抜粋:

....................

主な支援先:株式会社ココナラ、株式会社ispace、株式会社YeLL
UPGRADE with TOKYO審査員、林野庁主催アクセラレータープログラム審査員等
寺田知太
インクルージョン・ジャパン株式会社 取締役
1975年生まれ。京都大学工学研究科機械工学修了。野村総合研究所にて、情報通信・メディア領域における戦略立案・新規事業コンサルティングに従事。その後、英オックスフォード大との日本の49%の労働の人工知能による代替可能性の共同研究や、スタートアップとの協業による業務デジタル化支援に従事した後、インクルージョン・ジャパン社に参画。
取材・文:森若幸次郎
世界的なESGの流れに乗らなければ生き残れない
寺田知太氏
ーー ESG投資というと「社会貢献のために、利益を目的とせずに取り組むもの」という印象を持つ人もいると思いますが、どうでしょう。
寺田:確かに、そのような印象を持つ方も多いのですが、我々はソーシャルインパクトと経済リターンは両立できると本気で思っています。むしろ、世の中が「社会貢献や社会的インパクトを意識しないといけない」というルールに変化した今、この流れをいち早く捕まえることでビジネスチャンスの創出につながるのです。
服部:さらに言えば、ESG観点で業務改善を行わなければ、生き残ることすら難しくなっていきます。欧米諸国ではESGに対する意識が日本よりも高く、大手小売店などはESG/SDGsの観点から見ても問題のない製品のみを陳列するようになってきています。問題のある製品を陳列すると小売店が批判の的になるのです。この流れは加速するでしょうから、これまで陳列されていた製品でも、今後は「使用する材料がフェアトレードでない」等の理由で取り扱ってもらえなくなるのです。すると、製品が消費者の目に留まる機会は大幅に減少し、会社にとって大きなダメージとなります。実際に、ニュースでは「実店舗の売上が悪化していたところに、新型コロナウイルスのパンデミックにより追い打ちがかかって倒産した」と取り上げられた企業が、ESG業界では「ESG債務が原因で倒産した」と認識されているケースもあります。
ーー 会社の未来を考えた時に、ESG観点から見直さないと、思わぬ落とし穴がありそうですね。

....................

作業内容:
a – ESGについてのインタビューから、「寺田:確かに、そのような印象」から「されているケースもあります。」までを、両端も含めてそのまま引用してください。
b – ESGについてのインタビューで、寺田知太氏はインクルージョン・ジャパン株式会社でどの役職に就いていますか。
c – ESGについてのインタビューで、服部氏は欧米の大手小売店がESG/SDGsの観点から見て問題のない製品のみを陳列するようになってきていると述べています。その理由を1〜3文で説明してください。

抽出データ:
....................

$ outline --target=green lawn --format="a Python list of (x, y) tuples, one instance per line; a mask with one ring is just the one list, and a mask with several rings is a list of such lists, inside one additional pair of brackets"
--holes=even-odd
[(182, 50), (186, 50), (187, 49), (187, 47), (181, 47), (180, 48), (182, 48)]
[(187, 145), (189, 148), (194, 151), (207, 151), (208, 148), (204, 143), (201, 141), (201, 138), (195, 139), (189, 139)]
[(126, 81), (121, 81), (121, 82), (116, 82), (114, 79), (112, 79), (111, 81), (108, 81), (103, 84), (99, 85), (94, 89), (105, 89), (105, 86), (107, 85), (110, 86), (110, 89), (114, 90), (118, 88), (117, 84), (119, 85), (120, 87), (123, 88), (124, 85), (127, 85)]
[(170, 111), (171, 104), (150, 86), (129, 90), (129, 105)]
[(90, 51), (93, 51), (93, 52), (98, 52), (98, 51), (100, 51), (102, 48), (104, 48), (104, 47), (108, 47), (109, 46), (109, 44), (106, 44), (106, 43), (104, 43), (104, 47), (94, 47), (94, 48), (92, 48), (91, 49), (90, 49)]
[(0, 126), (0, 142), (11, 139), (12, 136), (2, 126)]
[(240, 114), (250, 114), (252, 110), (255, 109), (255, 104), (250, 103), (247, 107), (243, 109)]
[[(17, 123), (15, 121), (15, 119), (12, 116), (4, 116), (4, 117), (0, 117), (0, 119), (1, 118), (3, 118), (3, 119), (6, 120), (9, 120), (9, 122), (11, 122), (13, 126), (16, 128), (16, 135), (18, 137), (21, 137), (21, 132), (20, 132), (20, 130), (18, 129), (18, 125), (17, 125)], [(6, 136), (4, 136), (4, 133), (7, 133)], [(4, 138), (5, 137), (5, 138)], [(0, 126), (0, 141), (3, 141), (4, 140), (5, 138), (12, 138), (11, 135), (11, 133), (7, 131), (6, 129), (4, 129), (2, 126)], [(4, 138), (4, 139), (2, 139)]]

....................

作業ごとの結果:
a –
寺田:確かに、そのような印象を持つ方も多いのですが、我々はソーシャルインパクトと経済リターンは両立できると本気で思っています。むしろ、世の中が「社会貢献や社会的インパクトを意識しないといけない」というルールに変化した今、この流れをいち早く捕まえることでビジネスチャンスの創出につながるのです。
服部:さらに言えば、ESG観点で業務改善を行わなければ、生き残ることすら難しくなっていきます。欧米諸国ではESGに対する意識が日本よりも高く、大手小売店などはESG/SDGsの観点から見ても問題のない製品のみを陳列するようになってきています。問題のある製品を陳列すると小売店が批判の的になるのです。この流れは加速するでしょうから、これまで陳列されていた製品でも、今後は「使用する材料がフェアトレードでない」等の理由で取り扱ってもらえなくなるのです。すると、製品が消費者の目に留まる機会は大幅に減少し、会社にとって大きなダメージとなります。実際に、ニュースでは「実店舗の売上が悪化していたところに、新型コロナウイルスのパンデミックにより追い打ちがかかって倒産した」と取り上げられた企業が、ESG業界では「ESG債務が原因で倒産した」と認識されているケースもあります。

b – 取締役です。

c – 問題のある製品を陳列すると、小売店が批判の的になるからです。